═══ 文書抜粋

気管支喘息発作に洞刺を行えば、喘鳴が改善し呼吸が楽になると代田文誌は記し、実際にも有力な手段であることは確からしいが、この機序はよく分かっていない。滝島任ほか著:気管支喘息の鍼治療 気道抵抗連続側的による評価(日本医事新報 昭和54.12.29)によれば、「頸動脈洞には迷走神経からの線維を受け取っているので、迷走神経の鎮静化が治効を生むのであろう」と述べるに留まっている。

周知のように頸動脈洞部には、頸動脈洞とは別に頸動脈小体とよばれる直径1~2㎜の組織がある。これは血中酸素分圧の低下を感知する化学的受容器である。酸素分圧低下という信号は、舌咽神経により延髄の呼吸中枢に伝達される。呼吸中枢は、迷走神経興奮を弛めるよう命令が出され、これにより気管を広げるようになる。鍼で頸動脈洞を刺激すると舌咽神経が刺激されるが、これを中枢は頸動脈小体からの刺激だと誤認するので、呼吸中枢は血中酸素を増やすために、迷走神経に気管支拡張命令を送るのではないだろうか?

洞刺は気管支喘息発作時の鎮静に用いられるのだが、鍼灸治療院に来院することは喘息発作時には困難である。また現代の喘息治療は必要十分な量のステロイド剤吸入であって、発作に至る前に処置することになる。一方入院レベルの重度気管支喘息(肺性心)患者には、ほとんど洞刺の効果がないという事実がある。すなわち施術する機会は非常に限られるものになる。

══════
═══ データ内容

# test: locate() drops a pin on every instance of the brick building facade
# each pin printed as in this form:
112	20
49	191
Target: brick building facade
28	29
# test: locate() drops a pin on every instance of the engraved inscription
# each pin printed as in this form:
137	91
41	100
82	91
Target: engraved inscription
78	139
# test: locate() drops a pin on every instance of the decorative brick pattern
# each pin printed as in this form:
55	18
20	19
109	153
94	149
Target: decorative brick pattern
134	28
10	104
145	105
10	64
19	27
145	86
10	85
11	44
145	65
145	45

══════
═══ データ内容

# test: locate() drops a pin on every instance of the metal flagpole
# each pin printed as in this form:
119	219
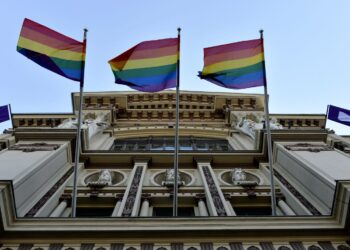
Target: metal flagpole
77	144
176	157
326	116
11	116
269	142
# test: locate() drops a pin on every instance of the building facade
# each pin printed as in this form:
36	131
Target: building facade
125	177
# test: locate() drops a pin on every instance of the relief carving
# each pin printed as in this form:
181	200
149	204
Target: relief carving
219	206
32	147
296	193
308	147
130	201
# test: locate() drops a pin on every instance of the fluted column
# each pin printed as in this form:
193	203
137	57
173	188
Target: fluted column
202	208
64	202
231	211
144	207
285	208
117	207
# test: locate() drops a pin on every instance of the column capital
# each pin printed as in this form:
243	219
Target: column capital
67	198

══════

■ **課題内容**:
文書抜粋のうち、「周知のように頸動脈洞部には、」で始まり「は非常に限られるものになる。」で終わる部分を、「は非常に限られるものになる。」も含めて一字一句そのまま書き出してください。

■ **記述回答**:
周知のように頸動脈洞部には、頸動脈洞とは別に頸動脈小体とよばれる直径1~2㎜の組織がある。これは血中酸素分圧の低下を感知する化学的受容器である。酸素分圧低下という信号は、舌咽神経により延髄の呼吸中枢に伝達される。呼吸中枢は、迷走神経興奮を弛めるよう命令が出され、これにより気管を広げるようになる。鍼で頸動脈洞を刺激すると舌咽神経が刺激されるが、これを中枢は頸動脈小体からの刺激だと誤認するので、呼吸中枢は血中酸素を増やすために、迷走神経に気管支拡張命令を送るのではないだろうか?

洞刺は気管支喘息発作時の鎮静に用いられるのだが、鍼灸治療院に来院することは喘息発作時には困難である。また現代の喘息治療は必要十分な量のステロイド剤吸入であって、発作に至る前に処置することになる。一方入院レベルの重度気管支喘息(肺性心)患者には、ほとんど洞刺の効果がないという事実がある。すなわち施術する機会は非常に限られるものになる。